Task description: Search the listing below for the string "fill" and copy every line where it occurs.

[Opening Input section]

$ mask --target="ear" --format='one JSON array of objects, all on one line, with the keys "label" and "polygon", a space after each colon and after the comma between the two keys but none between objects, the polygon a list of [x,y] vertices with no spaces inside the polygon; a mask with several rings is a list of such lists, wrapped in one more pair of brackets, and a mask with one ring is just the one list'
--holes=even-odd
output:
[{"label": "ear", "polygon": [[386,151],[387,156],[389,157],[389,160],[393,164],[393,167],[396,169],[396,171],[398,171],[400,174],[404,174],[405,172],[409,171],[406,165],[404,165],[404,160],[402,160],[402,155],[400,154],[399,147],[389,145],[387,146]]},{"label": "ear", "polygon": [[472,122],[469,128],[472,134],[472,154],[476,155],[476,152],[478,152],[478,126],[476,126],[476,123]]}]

[Closing Input section]
[Opening Input section]

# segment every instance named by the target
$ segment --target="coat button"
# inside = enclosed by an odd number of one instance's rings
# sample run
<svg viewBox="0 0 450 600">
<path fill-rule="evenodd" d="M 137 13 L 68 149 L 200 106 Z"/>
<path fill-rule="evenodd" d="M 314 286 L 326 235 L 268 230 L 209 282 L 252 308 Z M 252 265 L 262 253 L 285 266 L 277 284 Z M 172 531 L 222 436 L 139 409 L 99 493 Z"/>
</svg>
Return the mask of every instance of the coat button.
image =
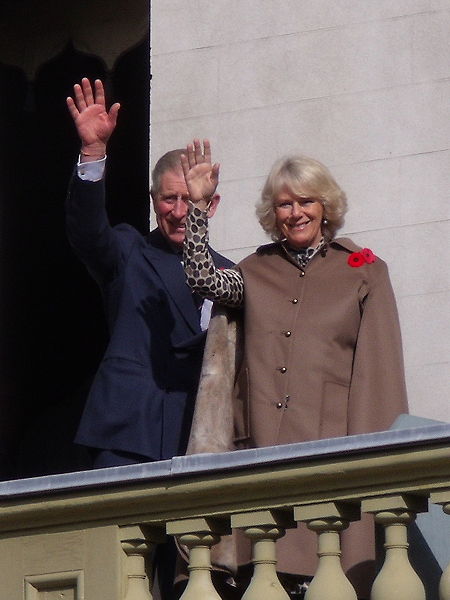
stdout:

[Closing Input section]

Response:
<path fill-rule="evenodd" d="M 137 13 L 68 149 L 200 106 Z"/>
<path fill-rule="evenodd" d="M 314 286 L 326 235 L 268 230 L 209 282 L 252 308 Z M 252 265 L 262 253 L 285 266 L 277 284 Z M 172 531 L 222 436 L 139 409 L 99 493 Z"/>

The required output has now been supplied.